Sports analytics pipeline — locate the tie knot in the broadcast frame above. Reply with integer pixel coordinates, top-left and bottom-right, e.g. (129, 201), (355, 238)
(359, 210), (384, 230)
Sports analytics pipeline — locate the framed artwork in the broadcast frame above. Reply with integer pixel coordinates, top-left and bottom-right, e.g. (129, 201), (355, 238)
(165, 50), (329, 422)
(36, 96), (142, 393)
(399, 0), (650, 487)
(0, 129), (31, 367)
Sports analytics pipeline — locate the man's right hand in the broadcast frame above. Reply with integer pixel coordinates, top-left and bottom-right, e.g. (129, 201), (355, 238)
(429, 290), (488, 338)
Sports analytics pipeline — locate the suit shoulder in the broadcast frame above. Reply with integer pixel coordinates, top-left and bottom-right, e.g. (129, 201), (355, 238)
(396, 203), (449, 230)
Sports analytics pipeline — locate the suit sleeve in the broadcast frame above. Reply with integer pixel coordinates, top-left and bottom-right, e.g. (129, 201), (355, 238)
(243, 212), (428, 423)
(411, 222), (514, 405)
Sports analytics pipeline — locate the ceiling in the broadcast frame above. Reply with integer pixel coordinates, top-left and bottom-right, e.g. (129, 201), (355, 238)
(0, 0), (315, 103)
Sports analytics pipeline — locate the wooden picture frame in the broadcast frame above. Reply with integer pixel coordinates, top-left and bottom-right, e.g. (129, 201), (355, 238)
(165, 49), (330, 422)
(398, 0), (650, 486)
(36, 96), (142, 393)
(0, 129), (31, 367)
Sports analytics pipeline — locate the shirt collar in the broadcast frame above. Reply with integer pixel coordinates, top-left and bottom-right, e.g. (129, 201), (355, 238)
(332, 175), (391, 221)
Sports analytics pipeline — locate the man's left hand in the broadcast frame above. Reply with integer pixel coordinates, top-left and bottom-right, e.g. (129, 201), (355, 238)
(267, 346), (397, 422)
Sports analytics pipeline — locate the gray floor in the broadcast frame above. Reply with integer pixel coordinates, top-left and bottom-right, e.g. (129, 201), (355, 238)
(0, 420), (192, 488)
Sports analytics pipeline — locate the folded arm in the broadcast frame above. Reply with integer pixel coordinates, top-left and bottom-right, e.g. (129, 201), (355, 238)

### AIM
Copy every one of the rows above word for word, without changing anything.

### SOLUTION FOR THIS PROBLEM
Sports analytics pipeline — locate the tie knot in the broadcast frame above. Reply with integer pixel coordinates, top-left and bottom-right, e.g. (129, 201), (355, 238)
(359, 210), (384, 230)
Sports analytics pipeline — locate the framed artwork in the broadcast frame above. Reply with integer pixel coordinates, top-left and bottom-right, e.g. (129, 201), (355, 238)
(165, 50), (329, 422)
(36, 96), (142, 393)
(399, 0), (650, 487)
(0, 129), (31, 367)
Sports analytics pipeline — locate the man's right hand in the broadcast frame above. Reply with integer pixel coordinates, top-left and bottom-right, e.g. (129, 201), (355, 238)
(429, 290), (488, 338)
Sports analytics pipeline — locate the suit shoulder in the broadcast frame above. Reply with integer pixel coordinates, top-left and bottom-right, e.g. (129, 201), (355, 238)
(396, 203), (449, 230)
Sports analytics pipeline — locate the suit sleeve in the broadcast frame above. Reply with integer pixel coordinates, top-left and bottom-right, e.g. (129, 201), (355, 238)
(243, 212), (428, 423)
(411, 222), (514, 405)
Sports analytics pipeline — locate the ceiling in the broadcast frame above. Reply with integer pixel coordinates, top-left and bottom-right, e.g. (129, 201), (355, 238)
(0, 0), (315, 103)
Sports analytics pipeline — locate the wooden picture frame in the broadcast frame above. Reply with integer pixel coordinates, top-left and bottom-right, e.g. (129, 201), (355, 238)
(165, 49), (330, 422)
(398, 0), (650, 486)
(36, 96), (142, 393)
(0, 129), (31, 367)
Sports analytics pipeline — locate the shirt collar in the broadcast frame above. Reply with integer pixel coordinates, top-left and bottom-right, e.g. (129, 201), (355, 238)
(332, 175), (391, 221)
Sports analytics pipeline — locate the man's left hand in the broadcast frame above. Reply with integer pixel coordinates, top-left and bottom-right, e.g. (129, 201), (355, 238)
(267, 346), (397, 422)
Sports analytics pipeline — locate the gray floor in the broadcast frame above. Reply with integer pixel coordinates, top-left and bottom-right, e.g. (129, 201), (355, 238)
(0, 420), (192, 488)
Sports analytics pipeline — locate the folded arm in the broadcast frame above. Reply with integer pixel coordinates, top-left and bottom-right, e.g. (129, 201), (355, 238)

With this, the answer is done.